*** Document
DataSet Editor Window: Layout

From Eigenvector Research Documentation Wiki
Revision as of 09:08, 29 July 2010 by imported>Jeremy
Jump to navigation Jump to search

Table of Contents | Previous | Next

DataSet Editor Window

The DataSet Editor window is the standard interface that you use for creating and managing a DataSet in Solo. Multiple options are available for opening the DataSet Editor window. You can:

  • Right-click on an item in the Workspace Browser window and on the context menu that opens, click Edit.
  • Drag an item in the Workspace Browser window onto the DataSet Editor icon.
  • Double-click the DataSet Editor icon in the Workspace Browser window, and on the window's main menu, click File > Load or File > Import From.
  • Right-click on a data component in an analysis window (for example, the X calibration control in the PCA analysis window), and on the context menu that opens, click Edit.
  • With data loaded in an analysis window, (for example, the X calibration control in the PCA analysis window or the X and Y calibration control in the PLS analysis window), on the Solo main menu, click Edit > Calibration > X-Block Data or Edit > Calibration > Y-Block Data.

DataSet Editor window layout

DataSet Editor window

DataSetEditorWindow Layout.10.1.1.jpg

The DataSet Editor window has three major components-the title bar, the main menu, and the tabs.

  • Title bar - The phrase "DataSet Editor" appears in the title bar at the top of the DataSet Editor window, as well as the standard Window Minimize, Maximize, and Close buttons. The name of the DataSet that is currently loaded in the DataSet Editor window also appears in the title bar. For example, in the figure above, the DataSet named "conc" is currently loaded in the window.
******
*** Information supplied
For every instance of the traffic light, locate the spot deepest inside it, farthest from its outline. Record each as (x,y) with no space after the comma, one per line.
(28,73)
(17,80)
******
**What you will do:**
a) Copy the stretch of the DataSet Editor page from "DataSet Editor window layout" through "and the tabs." word for word.
b) According to the DataSet Editor page, what are the three major components of the DataSet Editor window?

**Answers below:**
a)
DataSet Editor window layout

DataSet Editor window

DataSetEditorWindow Layout.10.1.1.jpg

The DataSet Editor window has three major components-the title bar, the main menu, and the tabs.

b) The title bar, the main menu, and the tabs.